*** Begin section ***

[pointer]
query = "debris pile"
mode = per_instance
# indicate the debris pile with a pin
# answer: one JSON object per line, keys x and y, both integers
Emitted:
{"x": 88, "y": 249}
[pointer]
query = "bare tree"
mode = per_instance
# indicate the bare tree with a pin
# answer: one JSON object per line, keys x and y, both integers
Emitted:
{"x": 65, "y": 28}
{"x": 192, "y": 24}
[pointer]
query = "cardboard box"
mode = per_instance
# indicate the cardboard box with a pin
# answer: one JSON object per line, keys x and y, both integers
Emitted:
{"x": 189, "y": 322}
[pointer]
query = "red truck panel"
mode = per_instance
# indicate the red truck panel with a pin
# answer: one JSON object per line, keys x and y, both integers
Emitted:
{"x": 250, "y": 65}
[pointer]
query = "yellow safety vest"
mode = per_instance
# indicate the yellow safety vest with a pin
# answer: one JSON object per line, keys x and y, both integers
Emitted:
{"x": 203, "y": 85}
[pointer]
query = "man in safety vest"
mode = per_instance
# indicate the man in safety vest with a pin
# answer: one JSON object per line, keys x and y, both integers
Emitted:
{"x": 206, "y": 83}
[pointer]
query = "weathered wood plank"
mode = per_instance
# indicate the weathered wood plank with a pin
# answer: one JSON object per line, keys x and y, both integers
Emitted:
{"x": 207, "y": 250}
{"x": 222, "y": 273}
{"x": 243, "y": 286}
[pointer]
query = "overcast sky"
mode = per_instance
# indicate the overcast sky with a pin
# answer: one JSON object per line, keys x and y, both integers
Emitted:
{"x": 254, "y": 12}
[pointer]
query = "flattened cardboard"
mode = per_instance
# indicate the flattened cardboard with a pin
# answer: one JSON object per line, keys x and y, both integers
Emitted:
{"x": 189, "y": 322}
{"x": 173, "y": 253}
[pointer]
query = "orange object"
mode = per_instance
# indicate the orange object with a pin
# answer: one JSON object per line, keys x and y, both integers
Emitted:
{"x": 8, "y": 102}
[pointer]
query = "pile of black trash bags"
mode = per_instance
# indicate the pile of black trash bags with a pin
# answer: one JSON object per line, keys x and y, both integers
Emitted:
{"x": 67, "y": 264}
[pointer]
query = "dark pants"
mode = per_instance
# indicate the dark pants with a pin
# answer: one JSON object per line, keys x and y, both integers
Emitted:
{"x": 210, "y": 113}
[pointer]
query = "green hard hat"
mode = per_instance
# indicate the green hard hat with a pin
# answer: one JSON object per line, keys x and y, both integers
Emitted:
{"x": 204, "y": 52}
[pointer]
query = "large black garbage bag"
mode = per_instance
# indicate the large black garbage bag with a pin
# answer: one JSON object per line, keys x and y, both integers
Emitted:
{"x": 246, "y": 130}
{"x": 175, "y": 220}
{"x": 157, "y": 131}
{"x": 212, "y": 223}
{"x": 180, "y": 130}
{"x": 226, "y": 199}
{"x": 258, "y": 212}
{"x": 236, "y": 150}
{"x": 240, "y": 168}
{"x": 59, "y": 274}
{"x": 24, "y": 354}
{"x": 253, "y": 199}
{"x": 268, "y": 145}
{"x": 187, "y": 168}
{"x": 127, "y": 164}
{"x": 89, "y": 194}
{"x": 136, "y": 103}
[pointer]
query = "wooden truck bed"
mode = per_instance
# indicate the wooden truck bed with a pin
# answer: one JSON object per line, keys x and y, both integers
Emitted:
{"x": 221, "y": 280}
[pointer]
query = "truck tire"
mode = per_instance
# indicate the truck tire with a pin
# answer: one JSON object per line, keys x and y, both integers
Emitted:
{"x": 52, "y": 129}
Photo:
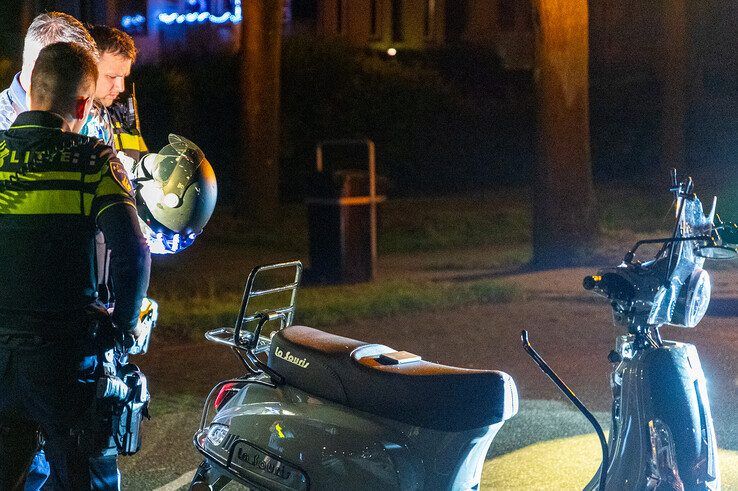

*** End section ***

Once the pictures are dropped, please print every remaining line of the material verbatim.

[pointer]
query = "debris pile"
mode = per_instance
# indicate the debris pile with a pin
# answer: one JSON object per line, keys x and y, both integers
Emitted:
{"x": 88, "y": 249}
[pointer]
query = "bare tree"
mode = per_instance
# indicate the bare tree with a pin
# answer: one JSON object per line, keys x and y, both integers
Emitted:
{"x": 65, "y": 28}
{"x": 192, "y": 24}
[pointer]
query = "cardboard box"
mode = per_instance
# indicate the cardboard box with a pin
# answer: one JSON object per line, keys x and y, both integers
Emitted:
{"x": 189, "y": 322}
[pointer]
query = "red truck panel"
mode = per_instance
# indicate the red truck panel with a pin
# answer: one JSON object per line, keys x and y, both integers
Emitted:
{"x": 250, "y": 65}
[pointer]
query = "yellow safety vest"
mode = per_instance
# indicate the yellow safety vest with a pin
# answer: one JSON object per line, keys x and y, both integers
Emitted:
{"x": 203, "y": 85}
[pointer]
query = "man in safety vest"
mode = per_instance
# indicate the man in safety vest with a pin
# answer: one JSON object per line, keys x and y, both integers
Emitted:
{"x": 206, "y": 83}
[pointer]
query = "weathered wood plank"
mode = per_instance
# indicate the weathered wood plank with a pin
# answer: one JSON object per line, keys x and y, both integers
Emitted:
{"x": 207, "y": 250}
{"x": 222, "y": 273}
{"x": 243, "y": 286}
[pointer]
query = "overcast sky"
mode = per_instance
# indicate the overcast sky with a pin
# answer: one JSON object per line, keys x and y, both integers
Emitted:
{"x": 254, "y": 12}
[pointer]
query = "flattened cardboard"
mode = per_instance
# indicate the flattened cardboard with a pin
# answer: one JSON object per line, keys x and y, both integers
Emitted:
{"x": 189, "y": 322}
{"x": 173, "y": 253}
[pointer]
query = "orange object"
mode = per_instance
# indicate the orange object with a pin
# answer: one JSON object per line, keys x and y, both integers
Emitted:
{"x": 8, "y": 102}
[pointer]
query = "pile of black trash bags"
mode = per_instance
# indicate the pile of black trash bags with a pin
# answer: one JSON object per line, keys x and y, both integers
Emitted:
{"x": 67, "y": 264}
[pointer]
query = "dark pants"
mode = per_instance
# indicate the dark pants with a pin
# answer: one JSON object per line, keys x and y, both integers
Emitted:
{"x": 210, "y": 113}
[pointer]
query = "green hard hat"
mode = per_instance
# indicate the green hard hat with a pin
# answer: one JSON object per line, keys x and y, both integers
Emitted:
{"x": 204, "y": 52}
[pointer]
query = "large black garbage bag"
mode = per_instance
# indicate the large black garbage bag with a pin
# answer: one JSON object per line, keys x and y, both integers
Emitted:
{"x": 246, "y": 130}
{"x": 175, "y": 220}
{"x": 157, "y": 131}
{"x": 212, "y": 223}
{"x": 180, "y": 130}
{"x": 226, "y": 199}
{"x": 258, "y": 212}
{"x": 236, "y": 150}
{"x": 240, "y": 168}
{"x": 59, "y": 274}
{"x": 24, "y": 354}
{"x": 253, "y": 199}
{"x": 268, "y": 145}
{"x": 187, "y": 168}
{"x": 127, "y": 164}
{"x": 89, "y": 194}
{"x": 136, "y": 103}
[pointer]
query = "wooden truck bed"
mode = per_instance
# indicate the wooden truck bed with a pin
# answer: one JSON object per line, keys x and y, both integers
Emitted:
{"x": 221, "y": 280}
[pointer]
query = "truck tire"
mode = per_instance
# indicate the truck tire with a pin
# answer: one JSON object per line, keys x and y, both integers
Emitted:
{"x": 52, "y": 129}
Photo:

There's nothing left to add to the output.